- [DOCUMENT EXCERPT]
_ _ _ _ _ _ _

Now someone could be as described and use any pronouns. But the overall effect—combined with Glazer’s own references to herself as a woman and “mom” throughout the special—suggests that one would not be misgendering Glazer to call her a woman. She calls herself a woman! (Why am I walking on eggshells?) And unlike her Broad City co-creator and co-star, who is married to another woman, Glazer is what one might call straight-passing. (A wife, if you’re a woman, is a dead giveaway about the not-straight thing.)
What I keep returning to is the T-shirt interlude. In this part of Human Magic, Glazer pokes gentle fun at her husband for his inability to buy his own clothes. She has to show him the websites and tell him what size he wears. Men!
This is standard stand-up fare. The bumbling husband, flummoxed by a domestic task, or maybe he deems it too trivial. There’s also something mildly absurd about how specifically I related to this (the scientist husband, those exact T-shirt websites). Queer Jewy women, straight Jewy women, not so different after all!.
Glazer is nothing if not a member of her moment. She admits that she’s married, but encourages applause for the divorcees in the audience at the start of the show, calling herself a “divorce enthusiast.” She performs—literally, she is on a stage—the requisite feminist ambivalence of being in an opposite-sex relationship. “I feel so lucky to be married to my husband, but it’s hard at baseline to be a woman married to a man. Cause I see him sometimes as [here she gets dramatically angry] SOME MAN, instead of the person I chose to spend my life with.”

_ _ _ _ _ _ _

- [INFORMATION PROVIDED]
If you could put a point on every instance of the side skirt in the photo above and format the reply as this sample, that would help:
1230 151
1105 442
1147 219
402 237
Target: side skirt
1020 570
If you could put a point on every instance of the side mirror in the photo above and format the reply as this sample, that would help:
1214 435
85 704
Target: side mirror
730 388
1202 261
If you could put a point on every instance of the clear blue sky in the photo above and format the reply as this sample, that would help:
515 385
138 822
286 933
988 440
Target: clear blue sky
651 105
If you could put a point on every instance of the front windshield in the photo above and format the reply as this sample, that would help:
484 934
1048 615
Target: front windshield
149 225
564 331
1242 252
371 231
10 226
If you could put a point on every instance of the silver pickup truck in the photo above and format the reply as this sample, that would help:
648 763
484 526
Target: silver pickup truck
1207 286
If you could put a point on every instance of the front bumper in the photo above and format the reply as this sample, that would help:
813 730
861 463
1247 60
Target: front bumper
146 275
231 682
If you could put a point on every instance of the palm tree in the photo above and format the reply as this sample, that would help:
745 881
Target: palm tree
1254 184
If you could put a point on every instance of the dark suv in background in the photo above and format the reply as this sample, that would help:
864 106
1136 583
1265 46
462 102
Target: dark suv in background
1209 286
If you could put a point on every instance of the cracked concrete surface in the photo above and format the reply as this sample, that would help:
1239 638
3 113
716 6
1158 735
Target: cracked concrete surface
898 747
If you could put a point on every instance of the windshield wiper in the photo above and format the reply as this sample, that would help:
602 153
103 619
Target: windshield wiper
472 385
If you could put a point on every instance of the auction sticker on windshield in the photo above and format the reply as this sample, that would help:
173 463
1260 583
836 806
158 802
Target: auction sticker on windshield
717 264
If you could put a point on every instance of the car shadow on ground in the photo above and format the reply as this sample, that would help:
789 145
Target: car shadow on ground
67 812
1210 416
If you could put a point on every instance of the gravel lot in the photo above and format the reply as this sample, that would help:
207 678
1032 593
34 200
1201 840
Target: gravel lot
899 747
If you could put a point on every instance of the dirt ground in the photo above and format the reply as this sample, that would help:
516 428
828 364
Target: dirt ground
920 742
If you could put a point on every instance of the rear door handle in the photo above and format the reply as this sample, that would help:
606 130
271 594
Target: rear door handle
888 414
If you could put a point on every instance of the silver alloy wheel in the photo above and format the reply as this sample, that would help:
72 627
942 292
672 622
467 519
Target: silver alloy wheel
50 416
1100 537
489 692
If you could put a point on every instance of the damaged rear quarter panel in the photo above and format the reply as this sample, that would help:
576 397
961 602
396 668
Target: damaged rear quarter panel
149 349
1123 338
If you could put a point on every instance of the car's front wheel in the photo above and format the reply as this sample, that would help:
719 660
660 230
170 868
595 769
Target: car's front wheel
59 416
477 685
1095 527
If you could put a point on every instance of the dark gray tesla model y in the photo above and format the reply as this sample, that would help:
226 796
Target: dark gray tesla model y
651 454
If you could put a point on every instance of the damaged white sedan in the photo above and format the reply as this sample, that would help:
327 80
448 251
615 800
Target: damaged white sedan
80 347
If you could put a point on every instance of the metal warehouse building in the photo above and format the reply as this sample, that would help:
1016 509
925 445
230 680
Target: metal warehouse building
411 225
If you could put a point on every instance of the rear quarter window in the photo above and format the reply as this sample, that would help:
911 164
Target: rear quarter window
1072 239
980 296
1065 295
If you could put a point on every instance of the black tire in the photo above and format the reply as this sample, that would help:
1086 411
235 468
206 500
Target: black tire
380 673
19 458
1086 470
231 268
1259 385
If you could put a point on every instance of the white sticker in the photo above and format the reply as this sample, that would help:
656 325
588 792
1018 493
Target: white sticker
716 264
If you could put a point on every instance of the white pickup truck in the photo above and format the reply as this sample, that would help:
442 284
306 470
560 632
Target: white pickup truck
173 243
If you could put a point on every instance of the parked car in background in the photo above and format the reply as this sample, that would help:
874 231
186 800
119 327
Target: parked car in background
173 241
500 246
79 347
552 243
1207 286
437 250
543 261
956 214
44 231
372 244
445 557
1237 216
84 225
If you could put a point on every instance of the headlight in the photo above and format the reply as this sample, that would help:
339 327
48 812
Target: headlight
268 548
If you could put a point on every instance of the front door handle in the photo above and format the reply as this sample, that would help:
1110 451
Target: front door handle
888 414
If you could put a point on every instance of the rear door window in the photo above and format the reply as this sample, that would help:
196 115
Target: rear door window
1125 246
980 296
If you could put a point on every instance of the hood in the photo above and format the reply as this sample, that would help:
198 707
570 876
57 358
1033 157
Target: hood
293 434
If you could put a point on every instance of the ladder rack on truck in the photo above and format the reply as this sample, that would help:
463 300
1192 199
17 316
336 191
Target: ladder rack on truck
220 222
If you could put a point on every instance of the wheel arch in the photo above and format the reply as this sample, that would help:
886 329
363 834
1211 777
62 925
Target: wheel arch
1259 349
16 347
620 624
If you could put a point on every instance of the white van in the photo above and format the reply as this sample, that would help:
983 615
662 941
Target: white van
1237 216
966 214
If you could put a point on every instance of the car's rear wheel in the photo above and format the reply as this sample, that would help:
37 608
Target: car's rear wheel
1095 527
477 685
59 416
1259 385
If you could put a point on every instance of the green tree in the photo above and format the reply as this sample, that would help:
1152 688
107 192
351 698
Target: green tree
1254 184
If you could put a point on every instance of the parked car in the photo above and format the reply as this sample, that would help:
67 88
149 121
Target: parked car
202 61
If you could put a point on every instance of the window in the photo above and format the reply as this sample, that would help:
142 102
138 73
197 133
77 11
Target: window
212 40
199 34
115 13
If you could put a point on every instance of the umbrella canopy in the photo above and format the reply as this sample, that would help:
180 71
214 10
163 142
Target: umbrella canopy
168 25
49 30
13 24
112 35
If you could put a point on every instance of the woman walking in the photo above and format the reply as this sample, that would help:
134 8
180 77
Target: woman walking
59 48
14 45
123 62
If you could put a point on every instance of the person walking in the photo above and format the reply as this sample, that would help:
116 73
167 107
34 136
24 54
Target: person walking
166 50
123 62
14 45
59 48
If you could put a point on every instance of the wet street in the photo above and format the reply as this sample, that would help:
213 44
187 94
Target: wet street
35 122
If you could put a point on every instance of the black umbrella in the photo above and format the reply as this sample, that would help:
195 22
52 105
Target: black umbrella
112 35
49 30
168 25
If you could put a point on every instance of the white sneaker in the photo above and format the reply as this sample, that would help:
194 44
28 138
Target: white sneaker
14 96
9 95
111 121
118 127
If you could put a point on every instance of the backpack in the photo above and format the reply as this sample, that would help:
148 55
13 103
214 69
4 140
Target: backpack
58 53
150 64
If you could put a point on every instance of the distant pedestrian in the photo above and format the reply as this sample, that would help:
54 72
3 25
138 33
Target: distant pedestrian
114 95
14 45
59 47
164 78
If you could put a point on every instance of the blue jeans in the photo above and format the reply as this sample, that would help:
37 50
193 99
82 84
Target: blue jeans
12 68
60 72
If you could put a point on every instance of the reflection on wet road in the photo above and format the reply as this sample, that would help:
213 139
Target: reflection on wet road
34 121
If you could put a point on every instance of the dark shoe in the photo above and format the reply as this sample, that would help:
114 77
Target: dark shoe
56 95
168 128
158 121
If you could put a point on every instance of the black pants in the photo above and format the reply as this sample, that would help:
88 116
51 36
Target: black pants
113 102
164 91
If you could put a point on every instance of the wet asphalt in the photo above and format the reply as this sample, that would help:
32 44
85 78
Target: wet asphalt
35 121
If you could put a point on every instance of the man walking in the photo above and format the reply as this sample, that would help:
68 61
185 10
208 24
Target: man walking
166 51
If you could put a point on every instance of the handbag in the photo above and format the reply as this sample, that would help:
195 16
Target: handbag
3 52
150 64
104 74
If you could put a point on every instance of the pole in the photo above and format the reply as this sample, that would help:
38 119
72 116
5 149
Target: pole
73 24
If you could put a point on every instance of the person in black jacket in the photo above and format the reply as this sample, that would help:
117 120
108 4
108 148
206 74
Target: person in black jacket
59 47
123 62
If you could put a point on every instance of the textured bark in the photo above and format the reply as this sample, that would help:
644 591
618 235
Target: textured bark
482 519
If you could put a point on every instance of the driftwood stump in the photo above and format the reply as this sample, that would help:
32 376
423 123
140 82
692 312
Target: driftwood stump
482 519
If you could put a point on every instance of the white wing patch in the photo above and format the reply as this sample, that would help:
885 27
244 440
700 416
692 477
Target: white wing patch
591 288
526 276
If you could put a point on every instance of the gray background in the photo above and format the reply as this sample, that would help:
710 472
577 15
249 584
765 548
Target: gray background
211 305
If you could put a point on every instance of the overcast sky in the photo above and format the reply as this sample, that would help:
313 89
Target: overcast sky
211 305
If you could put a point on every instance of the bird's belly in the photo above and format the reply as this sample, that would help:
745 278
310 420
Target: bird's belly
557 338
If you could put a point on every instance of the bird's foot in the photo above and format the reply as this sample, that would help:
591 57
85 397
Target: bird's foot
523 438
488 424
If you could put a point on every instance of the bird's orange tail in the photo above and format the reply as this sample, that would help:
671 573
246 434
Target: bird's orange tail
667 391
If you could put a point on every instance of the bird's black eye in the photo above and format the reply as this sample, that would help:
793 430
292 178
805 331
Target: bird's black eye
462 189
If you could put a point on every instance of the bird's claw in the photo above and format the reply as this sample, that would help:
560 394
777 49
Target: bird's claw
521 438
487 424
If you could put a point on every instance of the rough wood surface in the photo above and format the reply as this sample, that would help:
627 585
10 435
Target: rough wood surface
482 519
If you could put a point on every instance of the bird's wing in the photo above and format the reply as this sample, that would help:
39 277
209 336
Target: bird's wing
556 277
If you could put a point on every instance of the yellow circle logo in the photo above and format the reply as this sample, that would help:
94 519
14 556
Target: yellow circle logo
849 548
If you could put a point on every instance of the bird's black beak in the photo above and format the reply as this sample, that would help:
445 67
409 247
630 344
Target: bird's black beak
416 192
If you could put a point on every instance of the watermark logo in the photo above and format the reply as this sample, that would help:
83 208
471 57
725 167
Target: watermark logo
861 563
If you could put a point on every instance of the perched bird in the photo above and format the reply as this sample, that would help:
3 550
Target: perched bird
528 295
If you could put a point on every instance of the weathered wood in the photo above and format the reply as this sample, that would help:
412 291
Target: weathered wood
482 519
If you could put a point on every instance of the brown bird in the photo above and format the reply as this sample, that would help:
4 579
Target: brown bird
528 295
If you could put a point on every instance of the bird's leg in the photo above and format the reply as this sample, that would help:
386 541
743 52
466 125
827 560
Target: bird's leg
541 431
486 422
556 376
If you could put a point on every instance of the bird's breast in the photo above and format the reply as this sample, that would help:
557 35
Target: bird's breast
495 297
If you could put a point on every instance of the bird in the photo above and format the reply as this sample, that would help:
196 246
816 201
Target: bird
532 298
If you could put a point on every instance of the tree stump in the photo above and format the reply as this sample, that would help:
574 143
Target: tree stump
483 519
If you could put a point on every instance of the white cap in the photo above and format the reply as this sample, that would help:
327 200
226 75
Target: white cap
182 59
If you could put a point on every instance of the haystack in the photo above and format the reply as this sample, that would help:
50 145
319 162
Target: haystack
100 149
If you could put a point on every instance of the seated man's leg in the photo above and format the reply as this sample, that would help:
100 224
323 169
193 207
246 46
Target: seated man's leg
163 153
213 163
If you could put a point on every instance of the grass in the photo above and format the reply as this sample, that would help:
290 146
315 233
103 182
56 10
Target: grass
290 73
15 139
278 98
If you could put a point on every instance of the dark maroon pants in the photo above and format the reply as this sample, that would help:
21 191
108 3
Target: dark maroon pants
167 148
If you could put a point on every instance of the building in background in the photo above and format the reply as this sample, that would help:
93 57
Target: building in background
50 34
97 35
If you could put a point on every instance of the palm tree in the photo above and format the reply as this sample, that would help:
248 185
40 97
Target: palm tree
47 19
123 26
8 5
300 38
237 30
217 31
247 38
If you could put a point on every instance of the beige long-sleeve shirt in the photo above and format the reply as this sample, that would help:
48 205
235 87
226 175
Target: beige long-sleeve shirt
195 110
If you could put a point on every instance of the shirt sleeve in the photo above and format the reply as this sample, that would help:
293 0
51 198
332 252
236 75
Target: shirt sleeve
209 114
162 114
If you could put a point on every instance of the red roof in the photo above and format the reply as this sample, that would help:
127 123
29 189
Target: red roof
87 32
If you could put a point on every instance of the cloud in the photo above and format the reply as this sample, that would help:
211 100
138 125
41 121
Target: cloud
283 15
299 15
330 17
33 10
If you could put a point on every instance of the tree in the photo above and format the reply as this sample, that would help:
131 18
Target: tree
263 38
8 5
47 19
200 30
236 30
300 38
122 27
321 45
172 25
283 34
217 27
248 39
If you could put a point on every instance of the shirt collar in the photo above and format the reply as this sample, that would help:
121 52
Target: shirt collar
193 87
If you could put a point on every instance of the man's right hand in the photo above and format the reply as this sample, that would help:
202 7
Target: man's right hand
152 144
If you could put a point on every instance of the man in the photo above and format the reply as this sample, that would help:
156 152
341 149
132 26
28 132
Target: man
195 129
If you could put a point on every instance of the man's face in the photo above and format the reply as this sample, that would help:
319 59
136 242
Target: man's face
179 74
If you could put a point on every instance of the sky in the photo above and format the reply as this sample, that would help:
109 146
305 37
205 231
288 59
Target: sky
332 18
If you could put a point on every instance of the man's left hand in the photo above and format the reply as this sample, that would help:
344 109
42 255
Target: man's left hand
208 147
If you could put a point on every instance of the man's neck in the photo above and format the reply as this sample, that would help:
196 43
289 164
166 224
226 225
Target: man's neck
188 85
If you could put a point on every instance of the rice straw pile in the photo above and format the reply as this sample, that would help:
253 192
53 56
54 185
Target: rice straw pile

_ _ _ _ _ _ _

- [WORK INSTRUCTION]
Write the next part of the piece about Glazer's comedy special Human Magic, starting right after its final paragraph.

- [WRITTEN ANSWER]
It’s performative misandry, but it’s also heteropessimism—or what would be called that if the person experiencing it identified as heterosexual. Glazer negotiates a squickiness surrounding her quasi-straight-womanhood (straight quasi-womanhood?) by describing herself as pro-guys, anti-men, with a whole routine about the difference between guys and men. Something about guys wearing sweatpants to buy groceries and men wearing jeans to work out in.
The guys-good, men-bad bit is a little funny, maybe? Not earth-shattering. It taps into something in the culture, though. Specifically, to the loophole according to which you’re permitted to be a ban-men feminist and have a male partner, so long as you tell anyone who’ll listen that you’ve found one of the good ones. Where this is meant to leave the women married to less-good ones (are they victims or just bad feminists?) I’m never clear.
***
Human Magic has its moments, in the Baby Cobra mould. Glazer describes a medical exam she had before giving birth as being “fingered” and in a positive sense—something I think I might find unnerving to hear if I were the doctor who’d performed the exam, but it’s a comedy special, maybe this never happened! She recalls the expletives she uttered when in awe of the miracle of having just had her baby. She confesses—in a scandalous tone—that she enjoys performing oral sex. Is the audience meant to be scandalized because sex, or because the sex-haver is a mom, or is it that third thing: that it’s yeah kinda shameful to be into sex with men, if you’re a queer feminist?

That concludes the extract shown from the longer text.